** Exercise brief **
Please print, word for word, the part of the abortion testimonies below that opens with the words containing "Brice Griffin, Founder, Charlotte" and closes with "I had done?".

** Document extract **
- - - - - - -

Then, I met my husband and he brought Jesus into my life but I was still hurting. When I was pregnant with our first child, my abortions resurfaced and the guilt was overwhelming. I went to counseling and I started to heal. Later, I attended a Rachel’s Vineyard Retreat and finally, I was able to forgive myself and find peace.
Abortion promised to free me from two crisis situations and instead, it has nearly destroyed me. But there is hope for all those who are hurting and it is for them that I am Silent No More.”
Jewels Green, former abortion clinic worker and public speaker:
“[…]January 6, 1989, at 9 1/2 weeks gestation, I had an abortion. It nearly killed me. No, not the surgical procedure, the psychological aftermath. I attempted suicide three times after my abortion and finally ended up in an adolescent psychiatric ward of a community hospital for a month to recover. […] Working in the autoclave room was never, ever easy. I saw my lost child in every jar of aborted baby parts. One night after working autoclave my nightmares about dead babies were so gruesome and terrifying and intense I met with the clinic’s director to talk about my feelings. She was very understanding, open and honest, and painfully forthright when she told me, “What we do here is end a life. Pure and simple.”
Brice Griffin, Founder, Charlotte Center for Women
“After napping [after the abortion] I was raring to get back out to the bar scene. There was not enough whiskey in DC to satisfy me that night, or any night for many months following. When I woke up the morning after my abortion, Brian asked how I slept. I said, ‘Like a baby.’ He said, ‘You mean like a baby KILLER?!’ […] For months after that, I knew nothing except that I wanted to die. Death was the only certain escape from the horrific pit that had formed in my soul. I begged for therapy. I screamed for help. But only inside. How could I admit what I had done?
So I buried it. No one else needed to know. No one else needed to judge me as harshly as I had come to judge myself.

- - - - - - -

** Information given **
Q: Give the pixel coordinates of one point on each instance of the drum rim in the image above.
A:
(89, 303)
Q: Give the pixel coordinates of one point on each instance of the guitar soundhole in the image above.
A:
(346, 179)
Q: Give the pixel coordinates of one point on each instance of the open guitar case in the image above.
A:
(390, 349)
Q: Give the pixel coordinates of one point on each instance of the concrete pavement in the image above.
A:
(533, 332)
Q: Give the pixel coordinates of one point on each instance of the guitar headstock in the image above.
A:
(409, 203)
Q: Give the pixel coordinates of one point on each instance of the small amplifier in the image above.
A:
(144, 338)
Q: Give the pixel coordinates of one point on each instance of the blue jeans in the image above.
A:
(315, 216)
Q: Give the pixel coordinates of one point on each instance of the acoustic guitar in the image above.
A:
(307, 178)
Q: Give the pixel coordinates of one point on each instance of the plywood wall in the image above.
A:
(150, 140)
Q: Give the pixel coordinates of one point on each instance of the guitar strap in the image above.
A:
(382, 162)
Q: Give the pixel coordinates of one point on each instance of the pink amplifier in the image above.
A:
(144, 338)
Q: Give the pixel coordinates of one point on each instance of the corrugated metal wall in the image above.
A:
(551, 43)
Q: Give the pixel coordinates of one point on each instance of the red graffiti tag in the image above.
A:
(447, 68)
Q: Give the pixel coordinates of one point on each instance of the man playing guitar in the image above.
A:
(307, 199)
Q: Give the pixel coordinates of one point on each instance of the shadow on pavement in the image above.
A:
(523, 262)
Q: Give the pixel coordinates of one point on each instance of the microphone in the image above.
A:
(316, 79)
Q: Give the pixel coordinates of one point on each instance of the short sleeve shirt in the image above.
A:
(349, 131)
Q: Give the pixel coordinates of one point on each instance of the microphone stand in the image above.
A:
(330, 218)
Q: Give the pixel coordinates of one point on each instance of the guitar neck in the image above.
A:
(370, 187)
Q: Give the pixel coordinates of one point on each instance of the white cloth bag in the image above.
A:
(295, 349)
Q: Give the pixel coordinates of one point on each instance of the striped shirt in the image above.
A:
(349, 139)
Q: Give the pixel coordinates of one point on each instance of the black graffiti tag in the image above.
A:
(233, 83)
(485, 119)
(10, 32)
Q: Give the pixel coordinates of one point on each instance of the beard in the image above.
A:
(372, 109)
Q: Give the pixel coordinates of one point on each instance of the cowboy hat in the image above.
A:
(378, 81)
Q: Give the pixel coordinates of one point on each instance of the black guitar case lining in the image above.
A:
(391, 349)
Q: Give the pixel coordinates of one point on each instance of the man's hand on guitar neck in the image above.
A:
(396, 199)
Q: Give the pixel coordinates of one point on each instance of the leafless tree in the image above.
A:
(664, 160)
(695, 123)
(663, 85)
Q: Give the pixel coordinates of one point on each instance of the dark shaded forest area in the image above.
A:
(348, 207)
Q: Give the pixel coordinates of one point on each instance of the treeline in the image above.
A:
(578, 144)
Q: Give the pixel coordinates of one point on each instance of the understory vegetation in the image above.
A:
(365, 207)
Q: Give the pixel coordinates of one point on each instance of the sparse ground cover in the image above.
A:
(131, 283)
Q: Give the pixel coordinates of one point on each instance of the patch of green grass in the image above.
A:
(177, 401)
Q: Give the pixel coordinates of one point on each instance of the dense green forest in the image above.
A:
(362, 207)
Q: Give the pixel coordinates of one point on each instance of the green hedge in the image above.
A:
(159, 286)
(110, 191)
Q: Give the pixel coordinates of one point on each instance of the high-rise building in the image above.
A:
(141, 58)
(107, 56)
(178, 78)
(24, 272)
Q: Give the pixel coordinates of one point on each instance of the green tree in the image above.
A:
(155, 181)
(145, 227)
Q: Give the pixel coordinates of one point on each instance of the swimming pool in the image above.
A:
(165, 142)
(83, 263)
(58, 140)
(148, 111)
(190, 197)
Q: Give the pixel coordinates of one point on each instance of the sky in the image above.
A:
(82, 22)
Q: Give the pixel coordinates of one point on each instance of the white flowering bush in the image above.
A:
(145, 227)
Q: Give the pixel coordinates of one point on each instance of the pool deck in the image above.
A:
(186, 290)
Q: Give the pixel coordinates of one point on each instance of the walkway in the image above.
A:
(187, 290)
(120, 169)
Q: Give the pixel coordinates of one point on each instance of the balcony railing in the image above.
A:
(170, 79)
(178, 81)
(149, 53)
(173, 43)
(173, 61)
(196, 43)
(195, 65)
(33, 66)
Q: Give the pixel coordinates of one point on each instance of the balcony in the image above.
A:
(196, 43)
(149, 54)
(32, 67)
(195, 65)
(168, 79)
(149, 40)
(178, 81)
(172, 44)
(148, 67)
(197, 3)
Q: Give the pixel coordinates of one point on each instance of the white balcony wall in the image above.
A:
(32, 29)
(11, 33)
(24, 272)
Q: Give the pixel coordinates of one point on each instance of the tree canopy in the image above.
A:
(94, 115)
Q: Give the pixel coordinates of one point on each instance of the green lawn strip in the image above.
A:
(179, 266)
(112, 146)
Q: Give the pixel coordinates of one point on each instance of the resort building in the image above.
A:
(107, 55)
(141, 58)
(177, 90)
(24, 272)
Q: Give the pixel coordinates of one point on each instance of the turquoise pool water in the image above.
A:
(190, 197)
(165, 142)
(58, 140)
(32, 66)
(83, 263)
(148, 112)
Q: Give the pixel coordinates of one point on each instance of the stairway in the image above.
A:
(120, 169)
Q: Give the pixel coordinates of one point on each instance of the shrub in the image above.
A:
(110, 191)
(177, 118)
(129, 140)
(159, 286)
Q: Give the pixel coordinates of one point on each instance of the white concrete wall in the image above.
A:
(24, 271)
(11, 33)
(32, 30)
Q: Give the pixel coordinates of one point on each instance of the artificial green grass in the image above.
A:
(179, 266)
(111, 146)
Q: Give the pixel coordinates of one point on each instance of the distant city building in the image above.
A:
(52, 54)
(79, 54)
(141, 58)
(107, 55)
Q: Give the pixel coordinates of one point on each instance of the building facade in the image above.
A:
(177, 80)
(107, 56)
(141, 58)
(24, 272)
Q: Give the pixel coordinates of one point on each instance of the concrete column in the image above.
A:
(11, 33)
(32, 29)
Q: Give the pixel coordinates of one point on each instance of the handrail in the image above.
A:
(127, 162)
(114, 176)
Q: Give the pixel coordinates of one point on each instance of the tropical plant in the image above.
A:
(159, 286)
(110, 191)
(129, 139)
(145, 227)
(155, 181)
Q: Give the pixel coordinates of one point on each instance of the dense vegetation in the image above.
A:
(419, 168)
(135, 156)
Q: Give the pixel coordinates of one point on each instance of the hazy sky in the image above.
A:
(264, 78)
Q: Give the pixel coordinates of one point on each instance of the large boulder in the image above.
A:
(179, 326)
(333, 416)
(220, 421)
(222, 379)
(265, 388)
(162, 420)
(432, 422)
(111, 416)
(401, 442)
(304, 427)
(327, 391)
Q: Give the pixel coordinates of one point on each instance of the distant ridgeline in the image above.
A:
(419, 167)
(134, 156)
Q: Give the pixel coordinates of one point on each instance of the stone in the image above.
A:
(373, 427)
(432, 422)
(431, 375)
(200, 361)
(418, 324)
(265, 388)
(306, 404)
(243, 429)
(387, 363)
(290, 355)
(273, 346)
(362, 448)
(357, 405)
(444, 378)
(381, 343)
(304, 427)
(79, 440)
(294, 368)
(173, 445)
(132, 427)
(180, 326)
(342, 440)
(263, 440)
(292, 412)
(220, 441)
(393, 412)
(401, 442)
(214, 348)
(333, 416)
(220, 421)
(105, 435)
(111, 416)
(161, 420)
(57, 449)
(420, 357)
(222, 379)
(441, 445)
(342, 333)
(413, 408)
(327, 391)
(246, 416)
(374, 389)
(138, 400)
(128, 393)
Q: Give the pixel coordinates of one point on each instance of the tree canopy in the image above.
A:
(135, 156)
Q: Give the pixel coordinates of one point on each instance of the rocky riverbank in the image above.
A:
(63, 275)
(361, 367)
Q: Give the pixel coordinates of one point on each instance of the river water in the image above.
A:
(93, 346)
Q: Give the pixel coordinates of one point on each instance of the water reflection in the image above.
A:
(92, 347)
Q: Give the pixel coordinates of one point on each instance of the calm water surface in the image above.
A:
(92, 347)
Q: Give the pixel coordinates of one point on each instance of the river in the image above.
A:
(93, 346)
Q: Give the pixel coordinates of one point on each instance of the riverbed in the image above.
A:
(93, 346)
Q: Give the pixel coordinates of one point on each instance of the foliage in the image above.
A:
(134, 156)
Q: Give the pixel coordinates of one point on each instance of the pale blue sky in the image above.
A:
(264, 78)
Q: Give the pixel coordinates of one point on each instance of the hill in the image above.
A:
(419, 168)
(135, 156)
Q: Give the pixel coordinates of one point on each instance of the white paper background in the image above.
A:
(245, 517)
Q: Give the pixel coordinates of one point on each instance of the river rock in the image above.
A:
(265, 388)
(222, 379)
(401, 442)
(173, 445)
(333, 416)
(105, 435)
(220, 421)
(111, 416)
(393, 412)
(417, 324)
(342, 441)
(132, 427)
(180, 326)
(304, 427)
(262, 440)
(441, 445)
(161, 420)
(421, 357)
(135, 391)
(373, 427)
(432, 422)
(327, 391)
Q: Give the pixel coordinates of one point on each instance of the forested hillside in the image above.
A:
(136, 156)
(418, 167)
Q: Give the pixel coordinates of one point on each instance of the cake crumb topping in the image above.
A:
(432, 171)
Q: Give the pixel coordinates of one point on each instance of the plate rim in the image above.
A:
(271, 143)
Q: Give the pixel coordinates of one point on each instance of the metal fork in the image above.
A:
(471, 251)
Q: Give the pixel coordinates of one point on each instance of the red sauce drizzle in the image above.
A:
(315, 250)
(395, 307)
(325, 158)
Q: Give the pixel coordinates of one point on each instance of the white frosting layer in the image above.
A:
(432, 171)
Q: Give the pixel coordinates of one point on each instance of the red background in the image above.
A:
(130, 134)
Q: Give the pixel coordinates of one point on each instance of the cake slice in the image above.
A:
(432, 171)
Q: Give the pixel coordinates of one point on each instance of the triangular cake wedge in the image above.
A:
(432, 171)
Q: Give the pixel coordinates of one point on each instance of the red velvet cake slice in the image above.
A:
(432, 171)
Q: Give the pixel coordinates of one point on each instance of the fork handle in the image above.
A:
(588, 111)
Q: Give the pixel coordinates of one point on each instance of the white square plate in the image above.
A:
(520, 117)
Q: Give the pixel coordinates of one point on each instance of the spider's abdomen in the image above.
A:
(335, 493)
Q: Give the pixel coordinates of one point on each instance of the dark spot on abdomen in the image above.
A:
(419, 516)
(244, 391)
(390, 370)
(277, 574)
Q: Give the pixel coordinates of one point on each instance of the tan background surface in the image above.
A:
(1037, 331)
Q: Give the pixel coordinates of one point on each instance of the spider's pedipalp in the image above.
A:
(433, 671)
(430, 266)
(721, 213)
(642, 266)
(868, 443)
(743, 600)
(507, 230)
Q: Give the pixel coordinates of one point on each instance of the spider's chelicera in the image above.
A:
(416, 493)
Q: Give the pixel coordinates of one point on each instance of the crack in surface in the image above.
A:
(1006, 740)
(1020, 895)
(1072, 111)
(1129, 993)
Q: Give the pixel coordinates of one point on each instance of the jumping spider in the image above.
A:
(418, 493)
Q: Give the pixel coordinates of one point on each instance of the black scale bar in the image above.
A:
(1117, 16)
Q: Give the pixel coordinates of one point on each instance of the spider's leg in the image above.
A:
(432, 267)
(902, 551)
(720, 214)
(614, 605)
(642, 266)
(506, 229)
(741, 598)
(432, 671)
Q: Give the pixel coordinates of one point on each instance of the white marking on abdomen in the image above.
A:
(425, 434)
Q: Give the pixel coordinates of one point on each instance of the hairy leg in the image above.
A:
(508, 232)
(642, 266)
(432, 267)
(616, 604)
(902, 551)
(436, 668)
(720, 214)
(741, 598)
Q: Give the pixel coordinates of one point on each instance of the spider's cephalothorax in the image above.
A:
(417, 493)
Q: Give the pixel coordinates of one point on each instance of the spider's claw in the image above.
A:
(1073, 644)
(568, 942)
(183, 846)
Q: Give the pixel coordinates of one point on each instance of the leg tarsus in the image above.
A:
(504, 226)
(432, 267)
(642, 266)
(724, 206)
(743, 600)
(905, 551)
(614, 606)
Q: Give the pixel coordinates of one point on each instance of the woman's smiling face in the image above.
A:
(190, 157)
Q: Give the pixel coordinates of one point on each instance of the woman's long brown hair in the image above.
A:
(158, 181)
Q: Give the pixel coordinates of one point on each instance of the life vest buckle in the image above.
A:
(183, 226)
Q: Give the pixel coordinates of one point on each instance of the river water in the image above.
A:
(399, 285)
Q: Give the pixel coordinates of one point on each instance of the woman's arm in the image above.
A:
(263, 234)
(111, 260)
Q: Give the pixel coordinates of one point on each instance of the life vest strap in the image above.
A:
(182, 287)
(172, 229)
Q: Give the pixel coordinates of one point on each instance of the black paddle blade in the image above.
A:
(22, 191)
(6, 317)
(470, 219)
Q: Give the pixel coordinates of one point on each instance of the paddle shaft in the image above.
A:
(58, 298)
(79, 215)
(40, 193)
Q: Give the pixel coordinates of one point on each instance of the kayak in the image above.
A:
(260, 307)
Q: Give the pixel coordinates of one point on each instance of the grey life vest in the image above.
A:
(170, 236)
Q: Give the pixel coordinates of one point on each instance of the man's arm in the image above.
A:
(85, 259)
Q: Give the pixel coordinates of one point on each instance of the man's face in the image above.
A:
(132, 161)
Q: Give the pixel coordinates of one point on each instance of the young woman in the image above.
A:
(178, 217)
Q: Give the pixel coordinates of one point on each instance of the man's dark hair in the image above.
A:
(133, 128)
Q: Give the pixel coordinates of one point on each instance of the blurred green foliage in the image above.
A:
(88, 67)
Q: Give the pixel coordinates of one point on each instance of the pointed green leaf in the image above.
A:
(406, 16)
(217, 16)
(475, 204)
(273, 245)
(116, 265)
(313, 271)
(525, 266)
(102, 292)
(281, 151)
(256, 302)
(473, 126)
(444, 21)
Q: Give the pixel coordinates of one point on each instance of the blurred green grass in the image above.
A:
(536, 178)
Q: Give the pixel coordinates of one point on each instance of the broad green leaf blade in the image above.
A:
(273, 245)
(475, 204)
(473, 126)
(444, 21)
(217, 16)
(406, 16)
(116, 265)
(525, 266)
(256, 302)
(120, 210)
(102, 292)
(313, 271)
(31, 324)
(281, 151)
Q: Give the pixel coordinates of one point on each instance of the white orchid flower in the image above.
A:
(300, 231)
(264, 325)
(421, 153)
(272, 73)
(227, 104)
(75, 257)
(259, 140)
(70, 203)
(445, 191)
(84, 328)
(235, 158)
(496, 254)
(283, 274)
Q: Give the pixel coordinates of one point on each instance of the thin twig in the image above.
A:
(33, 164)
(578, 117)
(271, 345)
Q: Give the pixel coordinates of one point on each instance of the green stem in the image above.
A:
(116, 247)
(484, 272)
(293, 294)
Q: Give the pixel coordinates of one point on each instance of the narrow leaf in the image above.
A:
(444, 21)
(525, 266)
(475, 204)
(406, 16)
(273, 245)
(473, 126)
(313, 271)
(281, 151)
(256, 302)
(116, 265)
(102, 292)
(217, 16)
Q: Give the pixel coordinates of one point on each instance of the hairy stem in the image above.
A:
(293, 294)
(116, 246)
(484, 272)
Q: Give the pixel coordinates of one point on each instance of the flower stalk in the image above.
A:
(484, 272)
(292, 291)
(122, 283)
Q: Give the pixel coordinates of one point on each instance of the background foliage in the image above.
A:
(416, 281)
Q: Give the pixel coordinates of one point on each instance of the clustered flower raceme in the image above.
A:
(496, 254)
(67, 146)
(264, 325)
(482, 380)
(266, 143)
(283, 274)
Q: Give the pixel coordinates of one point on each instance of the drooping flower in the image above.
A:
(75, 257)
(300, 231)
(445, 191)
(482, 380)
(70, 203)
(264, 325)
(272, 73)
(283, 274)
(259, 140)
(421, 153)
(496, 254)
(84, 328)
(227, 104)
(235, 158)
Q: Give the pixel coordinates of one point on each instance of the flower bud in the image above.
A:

- - - - - - -

** Result of the task **
Brice Griffin, Founder, Charlotte Center for Women
“After napping [after the abortion] I was raring to get back out to the bar scene. There was not enough whiskey in DC to satisfy me that night, or any night for many months following. When I woke up the morning after my abortion, Brian asked how I slept. I said, ‘Like a baby.’ He said, ‘You mean like a baby KILLER?!’ […] For months after that, I knew nothing except that I wanted to die. Death was the only certain escape from the horrific pit that had formed in my soul. I begged for therapy. I screamed for help. But only inside. How could I admit what I had done?